Work instructions
Write out the line that contains "Where can the front" and every line after it through the end of the entries, exactly as given and with no other lines.

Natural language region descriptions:
==================================================

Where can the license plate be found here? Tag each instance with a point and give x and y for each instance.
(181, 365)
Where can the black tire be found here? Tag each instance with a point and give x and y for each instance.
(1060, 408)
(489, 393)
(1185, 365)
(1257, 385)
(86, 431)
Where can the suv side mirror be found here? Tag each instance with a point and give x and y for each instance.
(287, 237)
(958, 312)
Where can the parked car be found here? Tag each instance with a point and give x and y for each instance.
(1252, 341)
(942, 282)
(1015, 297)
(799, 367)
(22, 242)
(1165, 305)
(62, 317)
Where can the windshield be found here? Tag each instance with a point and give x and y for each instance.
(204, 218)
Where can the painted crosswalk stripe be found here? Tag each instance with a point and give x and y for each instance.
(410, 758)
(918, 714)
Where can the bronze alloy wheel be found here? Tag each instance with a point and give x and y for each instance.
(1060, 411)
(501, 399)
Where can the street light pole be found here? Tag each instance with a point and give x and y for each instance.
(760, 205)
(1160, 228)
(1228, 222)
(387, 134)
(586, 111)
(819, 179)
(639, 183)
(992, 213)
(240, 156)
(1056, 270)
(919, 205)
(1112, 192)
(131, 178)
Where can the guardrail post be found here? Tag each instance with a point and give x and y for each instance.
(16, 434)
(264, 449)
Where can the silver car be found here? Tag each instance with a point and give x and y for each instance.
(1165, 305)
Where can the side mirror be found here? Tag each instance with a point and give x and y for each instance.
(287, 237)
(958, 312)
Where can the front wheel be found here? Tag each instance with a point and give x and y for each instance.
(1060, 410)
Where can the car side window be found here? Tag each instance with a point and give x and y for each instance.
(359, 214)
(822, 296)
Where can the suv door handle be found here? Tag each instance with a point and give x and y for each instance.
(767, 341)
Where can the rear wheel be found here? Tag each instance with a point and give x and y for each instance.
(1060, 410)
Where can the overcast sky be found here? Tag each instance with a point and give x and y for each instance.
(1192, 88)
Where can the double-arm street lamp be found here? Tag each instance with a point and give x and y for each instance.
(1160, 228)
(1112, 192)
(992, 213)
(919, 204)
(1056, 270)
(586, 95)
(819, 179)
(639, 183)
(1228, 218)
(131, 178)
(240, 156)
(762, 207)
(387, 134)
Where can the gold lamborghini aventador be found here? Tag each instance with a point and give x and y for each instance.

==================================================

Response area
Where can the front wheel be found here? Tag each instance with a point and give x and y for each instance.
(1060, 410)
Where can the car side window be found here? Tag each instance with a point and give x and y for each instance.
(359, 214)
(822, 296)
Where can the suv door handle be found here? Tag each instance with a point and give x and y for each instance.
(767, 341)
Where can the rear wheel be found here? Tag each instance with a point and give x and y for each instance.
(1060, 410)
Where can the overcast sky be found here? Tag each instance with a point and give x and y for each instance.
(1192, 88)
Where can the double-arm street lamp be found here? Tag each instance with a point and give x and y for each instance.
(1160, 228)
(1112, 192)
(992, 213)
(919, 204)
(1056, 270)
(586, 95)
(819, 179)
(639, 183)
(1228, 218)
(131, 178)
(240, 156)
(762, 207)
(387, 134)
Where can the gold lamborghini aventador be found here? Tag each instance with a point and give x and y for each instance.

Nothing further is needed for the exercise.